Your goal = Render each line of the records below as a JSON list of strings, one string per line, skipping blank lines and leaving out the pictures.

Entries shown =

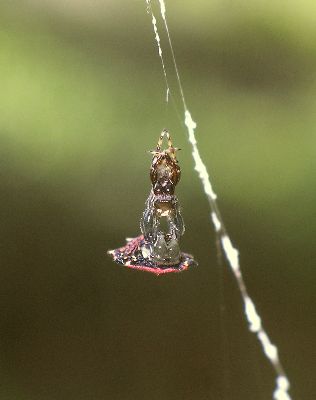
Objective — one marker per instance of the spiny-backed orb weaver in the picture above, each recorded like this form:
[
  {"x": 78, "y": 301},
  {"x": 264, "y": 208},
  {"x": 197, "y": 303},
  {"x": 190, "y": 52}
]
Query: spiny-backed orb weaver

Task output =
[
  "Objective — one marker per instance of the spiny-backed orb weaver in the picture above, each recorded like this form:",
  "[",
  "  {\"x\": 78, \"y\": 301},",
  "  {\"x\": 264, \"y\": 208},",
  "  {\"x\": 197, \"y\": 303},",
  "  {\"x\": 190, \"y\": 52}",
  "]",
  "Query: spiny-backed orb weaver"
]